Stated goal
Copy the records below word for word, starting at the line that contains "Find the large" and continuing through the last line of the records.

(Rows from an object pointing dataset)

↓↓↓

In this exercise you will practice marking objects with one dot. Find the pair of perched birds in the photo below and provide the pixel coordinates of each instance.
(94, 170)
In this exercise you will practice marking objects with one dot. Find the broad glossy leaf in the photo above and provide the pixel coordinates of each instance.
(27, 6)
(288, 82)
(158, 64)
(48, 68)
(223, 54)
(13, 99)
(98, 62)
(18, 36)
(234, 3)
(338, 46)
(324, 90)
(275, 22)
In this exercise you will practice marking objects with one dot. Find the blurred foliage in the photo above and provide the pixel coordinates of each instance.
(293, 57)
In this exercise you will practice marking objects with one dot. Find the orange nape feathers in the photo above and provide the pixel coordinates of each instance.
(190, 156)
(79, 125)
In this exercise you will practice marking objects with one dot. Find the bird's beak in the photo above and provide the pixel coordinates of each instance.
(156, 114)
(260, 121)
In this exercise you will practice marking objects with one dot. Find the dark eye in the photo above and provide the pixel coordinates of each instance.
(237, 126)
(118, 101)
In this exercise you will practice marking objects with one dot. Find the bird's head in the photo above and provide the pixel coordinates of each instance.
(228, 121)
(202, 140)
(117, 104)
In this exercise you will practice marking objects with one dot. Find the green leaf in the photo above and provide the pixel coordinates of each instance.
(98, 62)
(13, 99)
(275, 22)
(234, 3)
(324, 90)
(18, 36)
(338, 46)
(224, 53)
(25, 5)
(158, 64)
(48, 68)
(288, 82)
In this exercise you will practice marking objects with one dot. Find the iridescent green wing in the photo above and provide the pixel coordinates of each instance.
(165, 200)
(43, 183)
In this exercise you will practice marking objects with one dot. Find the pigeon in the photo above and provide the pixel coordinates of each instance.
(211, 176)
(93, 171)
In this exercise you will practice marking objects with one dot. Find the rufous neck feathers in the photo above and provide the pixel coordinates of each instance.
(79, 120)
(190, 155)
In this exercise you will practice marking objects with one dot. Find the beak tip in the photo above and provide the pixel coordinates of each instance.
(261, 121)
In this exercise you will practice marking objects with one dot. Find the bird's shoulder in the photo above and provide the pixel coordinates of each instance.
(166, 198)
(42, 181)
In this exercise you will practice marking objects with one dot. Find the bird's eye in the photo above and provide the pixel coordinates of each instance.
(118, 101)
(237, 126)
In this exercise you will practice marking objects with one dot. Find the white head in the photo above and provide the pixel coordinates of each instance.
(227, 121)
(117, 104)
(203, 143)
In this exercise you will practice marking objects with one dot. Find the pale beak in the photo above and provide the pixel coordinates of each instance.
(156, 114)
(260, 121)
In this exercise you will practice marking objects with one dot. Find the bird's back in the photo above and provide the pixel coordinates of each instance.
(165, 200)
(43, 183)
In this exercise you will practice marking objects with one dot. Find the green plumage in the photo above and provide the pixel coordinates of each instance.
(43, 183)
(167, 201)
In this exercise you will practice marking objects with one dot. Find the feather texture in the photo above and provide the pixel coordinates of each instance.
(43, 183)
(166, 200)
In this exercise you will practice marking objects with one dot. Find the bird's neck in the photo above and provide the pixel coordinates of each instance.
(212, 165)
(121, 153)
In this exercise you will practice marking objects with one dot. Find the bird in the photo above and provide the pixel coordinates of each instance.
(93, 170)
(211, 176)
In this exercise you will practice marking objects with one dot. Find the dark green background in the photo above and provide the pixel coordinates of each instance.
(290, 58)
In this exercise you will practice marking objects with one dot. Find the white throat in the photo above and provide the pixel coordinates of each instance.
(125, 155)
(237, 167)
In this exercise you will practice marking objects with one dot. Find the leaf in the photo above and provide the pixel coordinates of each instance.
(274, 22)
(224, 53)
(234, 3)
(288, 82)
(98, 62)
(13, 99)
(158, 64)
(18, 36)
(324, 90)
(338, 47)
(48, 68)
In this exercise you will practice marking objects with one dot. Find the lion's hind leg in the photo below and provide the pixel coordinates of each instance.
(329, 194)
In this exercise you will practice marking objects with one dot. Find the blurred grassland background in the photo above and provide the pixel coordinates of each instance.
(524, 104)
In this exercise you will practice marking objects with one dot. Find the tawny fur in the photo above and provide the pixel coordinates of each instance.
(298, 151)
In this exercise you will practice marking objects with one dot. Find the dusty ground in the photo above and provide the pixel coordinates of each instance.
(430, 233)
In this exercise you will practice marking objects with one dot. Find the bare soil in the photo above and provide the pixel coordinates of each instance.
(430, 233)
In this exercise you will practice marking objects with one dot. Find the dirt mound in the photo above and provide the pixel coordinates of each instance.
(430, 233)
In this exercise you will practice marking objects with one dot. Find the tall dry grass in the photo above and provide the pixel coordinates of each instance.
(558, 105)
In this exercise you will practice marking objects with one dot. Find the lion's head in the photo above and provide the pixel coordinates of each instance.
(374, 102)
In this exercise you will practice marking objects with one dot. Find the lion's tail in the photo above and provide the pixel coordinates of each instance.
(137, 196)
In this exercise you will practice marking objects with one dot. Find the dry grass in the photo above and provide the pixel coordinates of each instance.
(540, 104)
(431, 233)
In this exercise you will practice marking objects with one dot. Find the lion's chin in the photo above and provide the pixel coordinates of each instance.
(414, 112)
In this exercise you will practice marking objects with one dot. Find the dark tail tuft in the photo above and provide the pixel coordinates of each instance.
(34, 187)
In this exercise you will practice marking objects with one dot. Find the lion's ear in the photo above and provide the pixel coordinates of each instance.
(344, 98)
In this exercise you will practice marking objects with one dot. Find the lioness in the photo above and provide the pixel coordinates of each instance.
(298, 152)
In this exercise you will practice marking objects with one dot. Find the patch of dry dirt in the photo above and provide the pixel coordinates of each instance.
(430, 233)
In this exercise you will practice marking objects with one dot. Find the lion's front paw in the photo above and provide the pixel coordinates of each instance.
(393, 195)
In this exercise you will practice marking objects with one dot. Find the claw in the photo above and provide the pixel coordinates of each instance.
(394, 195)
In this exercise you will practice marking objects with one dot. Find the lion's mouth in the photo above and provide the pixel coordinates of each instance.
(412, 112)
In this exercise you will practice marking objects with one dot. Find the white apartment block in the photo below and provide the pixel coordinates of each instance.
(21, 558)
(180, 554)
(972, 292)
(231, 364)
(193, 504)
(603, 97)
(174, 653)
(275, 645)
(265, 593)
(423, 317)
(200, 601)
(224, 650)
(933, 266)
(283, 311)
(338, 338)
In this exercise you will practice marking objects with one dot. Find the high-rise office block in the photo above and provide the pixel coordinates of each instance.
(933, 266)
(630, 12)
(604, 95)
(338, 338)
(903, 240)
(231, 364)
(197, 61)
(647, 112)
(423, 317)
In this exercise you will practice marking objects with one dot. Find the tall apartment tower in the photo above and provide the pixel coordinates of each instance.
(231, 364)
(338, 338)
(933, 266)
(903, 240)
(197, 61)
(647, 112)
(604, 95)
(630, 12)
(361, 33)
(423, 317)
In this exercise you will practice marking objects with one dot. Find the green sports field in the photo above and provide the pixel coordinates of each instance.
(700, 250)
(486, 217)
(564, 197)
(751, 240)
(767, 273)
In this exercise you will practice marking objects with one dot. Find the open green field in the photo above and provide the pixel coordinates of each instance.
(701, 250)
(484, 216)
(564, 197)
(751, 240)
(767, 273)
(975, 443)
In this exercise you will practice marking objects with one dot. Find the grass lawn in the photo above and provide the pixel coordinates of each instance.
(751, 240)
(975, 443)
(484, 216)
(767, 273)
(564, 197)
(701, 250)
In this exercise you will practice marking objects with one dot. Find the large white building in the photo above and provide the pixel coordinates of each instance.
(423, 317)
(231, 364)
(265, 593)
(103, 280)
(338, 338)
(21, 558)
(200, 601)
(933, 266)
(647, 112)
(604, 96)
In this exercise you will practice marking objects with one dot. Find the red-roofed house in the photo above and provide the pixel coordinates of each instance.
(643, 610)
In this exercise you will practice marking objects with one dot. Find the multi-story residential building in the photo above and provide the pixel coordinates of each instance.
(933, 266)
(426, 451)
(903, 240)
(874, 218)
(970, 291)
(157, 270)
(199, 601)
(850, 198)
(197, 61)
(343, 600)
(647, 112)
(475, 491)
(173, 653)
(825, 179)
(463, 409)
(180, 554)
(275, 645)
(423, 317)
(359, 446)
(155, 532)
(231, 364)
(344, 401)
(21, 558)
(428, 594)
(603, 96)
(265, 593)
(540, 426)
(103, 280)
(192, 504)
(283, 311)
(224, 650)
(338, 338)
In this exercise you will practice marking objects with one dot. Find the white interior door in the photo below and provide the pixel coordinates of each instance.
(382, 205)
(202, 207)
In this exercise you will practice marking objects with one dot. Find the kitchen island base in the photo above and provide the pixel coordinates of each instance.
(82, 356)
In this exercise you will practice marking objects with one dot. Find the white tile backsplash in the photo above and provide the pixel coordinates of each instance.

↑↑↑

Exercise output
In this exercise you will practice marking objects with one dot. Find the large white building in the photo above and provide the pixel coordinates of each instance.
(423, 317)
(231, 364)
(265, 593)
(103, 280)
(338, 338)
(21, 558)
(200, 601)
(933, 266)
(647, 112)
(604, 96)
In this exercise you will practice marking objects with one dot. Find the red-roofed house in the photo above and provide the pixel coordinates of each instance.
(643, 610)
In this exercise you will practice marking objects with one dot. Find the multi-story residential building in the photo above and provide the pixel coordinates of each instance.
(933, 266)
(426, 451)
(903, 240)
(874, 218)
(970, 291)
(157, 270)
(199, 601)
(850, 198)
(197, 61)
(343, 600)
(647, 112)
(475, 491)
(173, 653)
(825, 179)
(463, 409)
(180, 554)
(275, 645)
(423, 317)
(359, 446)
(155, 532)
(231, 364)
(344, 401)
(21, 558)
(428, 594)
(603, 96)
(265, 593)
(540, 426)
(103, 280)
(192, 504)
(283, 311)
(224, 650)
(338, 338)
In this exercise you will practice marking objects with one dot. Find the white interior door in the photo below and provide the pixel coordinates of each instance.
(382, 205)
(202, 207)
In this exercise you will practice marking objects with one dot. Find the kitchen island base in the photo above and provide the pixel coordinates of each instance.
(82, 356)
In this exercise you will practice marking objects with one dot. Find the white tile backsplash in the photo above and provide the pixel coordinates of each instance.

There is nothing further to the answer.